WHAT TO DO — Word for word, restate every line of the listing that follows.

Records from a collection:
#####

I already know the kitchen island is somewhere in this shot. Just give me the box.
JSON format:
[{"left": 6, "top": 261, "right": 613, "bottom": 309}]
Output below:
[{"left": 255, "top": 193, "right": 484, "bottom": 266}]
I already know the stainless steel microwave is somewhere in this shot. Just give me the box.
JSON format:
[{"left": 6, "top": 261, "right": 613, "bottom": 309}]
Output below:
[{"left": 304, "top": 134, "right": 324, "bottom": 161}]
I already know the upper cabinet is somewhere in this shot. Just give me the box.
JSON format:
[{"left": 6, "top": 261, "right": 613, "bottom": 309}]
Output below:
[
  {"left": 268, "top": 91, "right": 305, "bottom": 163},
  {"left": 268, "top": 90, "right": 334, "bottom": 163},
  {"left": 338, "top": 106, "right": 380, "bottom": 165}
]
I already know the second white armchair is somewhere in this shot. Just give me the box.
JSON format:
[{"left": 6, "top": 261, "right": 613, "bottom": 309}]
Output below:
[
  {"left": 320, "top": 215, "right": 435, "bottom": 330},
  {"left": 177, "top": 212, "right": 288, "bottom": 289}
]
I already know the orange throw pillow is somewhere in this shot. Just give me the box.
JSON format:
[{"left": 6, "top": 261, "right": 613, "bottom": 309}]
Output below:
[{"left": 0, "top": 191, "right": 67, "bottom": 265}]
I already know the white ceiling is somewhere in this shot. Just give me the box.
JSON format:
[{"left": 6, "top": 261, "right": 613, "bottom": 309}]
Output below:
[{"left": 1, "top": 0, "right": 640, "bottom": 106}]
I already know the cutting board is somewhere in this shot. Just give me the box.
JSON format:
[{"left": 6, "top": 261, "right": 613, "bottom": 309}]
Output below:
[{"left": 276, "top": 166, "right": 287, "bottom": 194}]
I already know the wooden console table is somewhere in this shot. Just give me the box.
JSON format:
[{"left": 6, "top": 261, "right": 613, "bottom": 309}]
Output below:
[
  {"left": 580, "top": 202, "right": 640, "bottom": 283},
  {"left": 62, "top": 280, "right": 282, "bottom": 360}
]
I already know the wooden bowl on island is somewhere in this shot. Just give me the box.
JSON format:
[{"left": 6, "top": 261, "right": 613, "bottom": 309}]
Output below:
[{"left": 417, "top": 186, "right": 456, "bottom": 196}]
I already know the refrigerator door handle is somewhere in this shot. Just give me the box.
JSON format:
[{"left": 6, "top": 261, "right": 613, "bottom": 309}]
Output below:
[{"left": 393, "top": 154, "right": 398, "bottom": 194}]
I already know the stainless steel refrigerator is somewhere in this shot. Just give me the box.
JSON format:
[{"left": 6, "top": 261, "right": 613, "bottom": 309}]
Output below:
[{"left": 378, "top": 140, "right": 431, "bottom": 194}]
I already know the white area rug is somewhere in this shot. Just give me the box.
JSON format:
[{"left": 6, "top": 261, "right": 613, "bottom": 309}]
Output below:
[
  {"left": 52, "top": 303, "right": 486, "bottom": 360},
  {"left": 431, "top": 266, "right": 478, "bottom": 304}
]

#####

RESPONSE TO THIS EXERCISE —
I already know the kitchen island is somewhere in this shot. Just give me the box.
JSON format:
[{"left": 6, "top": 261, "right": 613, "bottom": 309}]
Output below:
[{"left": 255, "top": 193, "right": 484, "bottom": 266}]
I already know the stainless steel microwave is somewhere in this shot. Just give me the box.
JSON format:
[{"left": 6, "top": 261, "right": 613, "bottom": 309}]
Output below:
[{"left": 304, "top": 134, "right": 324, "bottom": 161}]
I already know the upper cabinet is somewhere in this shot. Just give me the box.
JSON format:
[{"left": 6, "top": 261, "right": 613, "bottom": 309}]
Output below:
[
  {"left": 268, "top": 91, "right": 305, "bottom": 163},
  {"left": 268, "top": 90, "right": 334, "bottom": 163},
  {"left": 338, "top": 106, "right": 380, "bottom": 165}
]
I already know the second white armchair is somewhere in this shot. Just give me the box.
JSON format:
[{"left": 6, "top": 261, "right": 613, "bottom": 309}]
Output below:
[
  {"left": 320, "top": 215, "right": 435, "bottom": 330},
  {"left": 177, "top": 212, "right": 288, "bottom": 289}
]
I already know the orange throw pillow is somewhere in this shot. Just give me the box.
JSON format:
[{"left": 6, "top": 261, "right": 613, "bottom": 309}]
Output below:
[{"left": 0, "top": 191, "right": 67, "bottom": 265}]
I already know the white ceiling is somewhere in this shot. Just give me the box.
JSON format:
[{"left": 6, "top": 261, "right": 613, "bottom": 309}]
Output below:
[{"left": 1, "top": 0, "right": 640, "bottom": 106}]
I already know the cutting board is somewhere in this shot. Just give me the box.
JSON format:
[{"left": 6, "top": 261, "right": 613, "bottom": 309}]
Output below:
[{"left": 276, "top": 166, "right": 287, "bottom": 194}]
I already know the wooden console table is somewhere in this shot. Just give me the box.
JSON format:
[{"left": 6, "top": 261, "right": 613, "bottom": 309}]
Output below:
[
  {"left": 580, "top": 202, "right": 640, "bottom": 283},
  {"left": 62, "top": 280, "right": 282, "bottom": 360}
]
I already know the wooden bowl on island is somewhere in this shot. Just give me the box.
JSON format:
[{"left": 6, "top": 261, "right": 613, "bottom": 309}]
Output below:
[{"left": 417, "top": 186, "right": 456, "bottom": 196}]
I already know the refrigerator door handle is somewhere in this shot. Just give me the box.
JSON format:
[{"left": 6, "top": 261, "right": 613, "bottom": 309}]
Output below:
[{"left": 393, "top": 154, "right": 398, "bottom": 194}]
I already know the stainless steel refrigerator is somewhere in this shot. Just give me the box.
JSON format:
[{"left": 6, "top": 261, "right": 613, "bottom": 309}]
Output below:
[{"left": 378, "top": 140, "right": 431, "bottom": 194}]
I already know the white area rug is somewhere in this shot. Just give me the box.
JSON format:
[{"left": 6, "top": 261, "right": 613, "bottom": 309}]
Output below:
[
  {"left": 52, "top": 303, "right": 486, "bottom": 360},
  {"left": 431, "top": 266, "right": 478, "bottom": 304}
]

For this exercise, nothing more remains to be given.